### ACTIONS TO TAKE
[1] List each distinct commenter who appears in the blog post below about the Golden Thirteen, naming each one only once.
[2] Extend the Golden Thirteen blog post below, picking up right after its final comment.

### TEXT BLOCK
— BEGIN —

September 17, 2007

Manic Monday: Crisp

The Manic Monday word this week is crisp. My first thought was the baseball player, Coco Crisp. However, I am not a Red Sox fan ... so I can't do a post on one of their players. My second thought was that crisp is the word that I always use to describe what I think of the uniforms worn by naval officers. My brother, Charles, was a naval officer who used his law degree as a member of the Navy's JAG for a number of years. My uncle, Ben Hacker, retired as an admiral in the navy. Uncle Ben and Charles both looked crisp whenever they wore their navy uniforms.

I imagine that they both know about the Golden Thirteen. Truthfully, I didn't know about the Golden Thirteen until today. March 1944 was a turning point for all African American men serving the United States in a military capacity. Thirteen intelligent, proud, and able-bodied black men became the first African American commissioned officers serving the US Navy.

The Golden Thirteen, as these highly esteemed men were called, trained at Camp Robert Smalls, a recruiting center now known as the Great Lakes Naval Training Station in Illinois. These highly capable African American men earned an almost perfect 3.89 class grade point average and officer status in the US Navy, which counted a total of almost 100,000 African American enlisted men in its ranks.

The entire military wasn't desegrated until 1948. I'm sure that the success of these 13 pioneers made a difference. I'm also confident that these brothers looked crisp in their naval uniform as well!


25 comments:

Jenny McB said...

Coco Crisp rules along with the rest of the Red Sox ( just had to throw that in...)

Good connection with crisp and I always like to learn something new from a blog and I did today. I hadn't heard of the Golden Thirteen before and it had to take courage for them to go through the training.

Jamie said...

What a beautiful post. This was a bit of history that I didn't know. Now to find out what happened in their careers. The Tuskeegee airmen get all fame, it would be nice to hand it out to the other services.

Jamie said...

Of course I had to find out more. I don't know if you saw this, but the last of the golden 13 passed away in November of last year

Navy.mil

Villager said...

Jen and Jamie - It is nice to see Manic Monday bringing new information to all of us. Thank you for taking time to enjoy my MM post this week.

peace, Villager

ian said...

Interesting stuff I learned here. I'm currently researching the Buffalo Soldiers for a book I've been commissioned to write and these Golden Thirteen are definitely along the same lines.

Ian

Rosemarie said...

Crisp they look, in that uniform! My husband is from a military family. He was a submariner and served in the Reserves.

Stine said...

They do look crisp and handsome. Pioneers they were, and I'm sure it came with a price.

hana said...

great post. i learn something new thanks for sharing.

Martin Lindsey. said...

Good to learn something new about the Golden Thirteen today.

So much for Coco Crisp but how about the Cocoa Crispies his mother or his friends must have been thinking of (is it his real first name or a nickname?) I never liked the cereal myself but I do remember part of the commercial jingle..."It's time for Cocoa Crispies, They are so Chocolately, And when I get a taste of them, I trumpet happilly!"...It ends with some cartoon character with a horn for a nose trumpeting happily...toot, toot, toot, toooooot!

I'll go for two this morning. We have a crisp morning of cool temperatures in Alabama after an extended heat wave. I've never been happier to see fall approaching.

Villager said...

Ian, Rosemarie, Stine & Hana - Asante sana for your visit and kind words!

— END —

(Contour labeling data)
— BEGIN —

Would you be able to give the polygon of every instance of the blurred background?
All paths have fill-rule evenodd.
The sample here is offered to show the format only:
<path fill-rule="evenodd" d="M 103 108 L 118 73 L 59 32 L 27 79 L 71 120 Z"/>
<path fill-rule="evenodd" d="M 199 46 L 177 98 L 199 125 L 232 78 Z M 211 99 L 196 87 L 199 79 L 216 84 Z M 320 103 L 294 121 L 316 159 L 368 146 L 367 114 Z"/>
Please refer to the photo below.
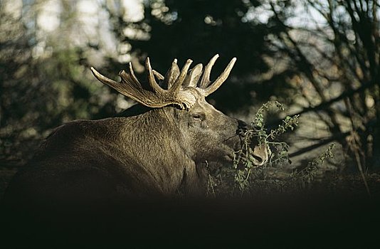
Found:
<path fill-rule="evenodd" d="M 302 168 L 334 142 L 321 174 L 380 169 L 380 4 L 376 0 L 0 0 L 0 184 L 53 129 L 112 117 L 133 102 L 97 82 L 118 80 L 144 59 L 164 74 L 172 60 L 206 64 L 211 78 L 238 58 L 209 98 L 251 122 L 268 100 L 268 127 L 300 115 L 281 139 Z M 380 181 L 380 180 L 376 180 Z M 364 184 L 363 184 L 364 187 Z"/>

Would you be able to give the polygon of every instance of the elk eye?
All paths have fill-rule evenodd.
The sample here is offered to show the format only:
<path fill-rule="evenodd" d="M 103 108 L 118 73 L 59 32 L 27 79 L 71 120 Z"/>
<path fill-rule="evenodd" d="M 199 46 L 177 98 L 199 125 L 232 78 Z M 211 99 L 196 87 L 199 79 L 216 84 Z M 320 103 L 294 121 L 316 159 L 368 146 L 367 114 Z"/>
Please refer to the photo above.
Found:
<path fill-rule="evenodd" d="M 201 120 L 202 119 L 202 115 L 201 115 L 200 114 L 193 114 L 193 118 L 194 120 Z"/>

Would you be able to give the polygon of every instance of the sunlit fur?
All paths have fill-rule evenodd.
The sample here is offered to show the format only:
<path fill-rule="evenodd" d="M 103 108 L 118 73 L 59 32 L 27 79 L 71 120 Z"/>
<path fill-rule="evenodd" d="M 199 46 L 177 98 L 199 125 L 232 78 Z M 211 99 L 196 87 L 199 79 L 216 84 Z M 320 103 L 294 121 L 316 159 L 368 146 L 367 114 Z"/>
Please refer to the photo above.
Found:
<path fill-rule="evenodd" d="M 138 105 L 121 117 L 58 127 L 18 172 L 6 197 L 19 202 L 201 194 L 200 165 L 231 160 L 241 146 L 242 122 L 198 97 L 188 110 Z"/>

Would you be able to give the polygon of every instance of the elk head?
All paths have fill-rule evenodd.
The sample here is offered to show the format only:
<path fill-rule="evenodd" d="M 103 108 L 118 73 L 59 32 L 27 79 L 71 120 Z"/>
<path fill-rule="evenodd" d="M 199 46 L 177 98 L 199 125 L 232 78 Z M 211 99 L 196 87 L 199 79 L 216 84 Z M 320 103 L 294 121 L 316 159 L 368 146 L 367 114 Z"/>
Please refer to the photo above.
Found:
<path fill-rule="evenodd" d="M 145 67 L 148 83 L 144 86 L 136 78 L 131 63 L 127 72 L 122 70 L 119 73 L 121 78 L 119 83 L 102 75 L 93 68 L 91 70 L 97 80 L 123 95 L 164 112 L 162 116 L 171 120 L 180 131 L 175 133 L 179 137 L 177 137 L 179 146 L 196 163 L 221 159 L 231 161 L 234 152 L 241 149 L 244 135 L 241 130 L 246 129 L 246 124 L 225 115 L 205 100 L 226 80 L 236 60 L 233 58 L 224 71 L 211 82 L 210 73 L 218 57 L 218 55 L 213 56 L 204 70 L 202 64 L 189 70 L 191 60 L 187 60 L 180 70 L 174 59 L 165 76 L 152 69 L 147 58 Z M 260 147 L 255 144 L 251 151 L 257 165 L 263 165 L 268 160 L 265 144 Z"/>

— END —
— BEGIN —

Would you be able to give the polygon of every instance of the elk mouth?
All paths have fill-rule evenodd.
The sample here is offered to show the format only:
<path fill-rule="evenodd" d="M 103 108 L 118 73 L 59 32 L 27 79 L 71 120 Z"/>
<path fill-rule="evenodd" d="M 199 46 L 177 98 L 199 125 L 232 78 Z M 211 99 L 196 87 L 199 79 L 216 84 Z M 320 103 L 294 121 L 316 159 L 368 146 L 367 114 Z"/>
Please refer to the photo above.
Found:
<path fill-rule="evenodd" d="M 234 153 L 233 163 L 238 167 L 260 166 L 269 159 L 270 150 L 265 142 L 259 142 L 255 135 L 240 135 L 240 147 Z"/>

— END —

### EXERCISE RESULTS
[1] Jenny McB, Jamie, Villager, ian, Rosemarie, Stine, hana, Martin Lindsey

[2]
Martin - Coco is his nickname. I encourage you to participate in Manic Monday meme in future. It is a good way to meet bloggers that might not otherwise visit with us.

peace, Villager

Martin Lindsey. said...

I almost forgot the Montford Point Marines. I met one when I lived in Louisville. They looked crisp in their uniforms as the first Black Marines back in the day.

Here's a link..
http://www.mpma28.com/page/page/3125770.htm


Martin

Villager said...

Martin - Thank you for that link to information about Black marines from back in the day. I never knew any of that stuff...

peace, Villager

plez... said...

CRISP, they are!

excellent post! thanks for the education.

maryt said...

Thanks Villager, you're first thought about Coco Crisp is my post...check it out! I'm not a Red Sox fan either but I had to do it because his name fit so well!

Thanks for the info about the Golden Thirteen, didn't know about them.

Villager said...

MaryT and Plez - Asante sana for your comments. I'm grateful that our weekly MM meme post is providing new information for so many people. Plez, did you see the Top Ten Black Bloggers list?

peace, Villager

Sandee (Comedy +) said...

What a nice angle on crisp. Love it. Have a great MM. :)

Mert said...

Great history, they all looked wonderful in their dress uniforms! Happy MM!

Villager said...

Sandee & Mert - Asante sana!

Sherry said...

What a great post! I love history but had no idea about the Golden Thirteen. Thanks for enlightening me!

katherine. said...

I like the idea of crisp uniforms...and join the others in learning of the Golden Thirteen...

also good to learn how to say "thank you" (I think) in...um...swahili?
(apparently it's also a wine....smile)

Villager said...

Sherry - I tend to use Morgen's Manic Monday meme to research and learn something new about Black history. I had not heard of the Golden Thirteen until today either!

Katherine - Asante sana is indeed the kiswahili word for "thank you". I didn't know that it was a wine ... but, then again, I'm a vodka-kinda-guy!

peace, Villager

Sarge Charlie said...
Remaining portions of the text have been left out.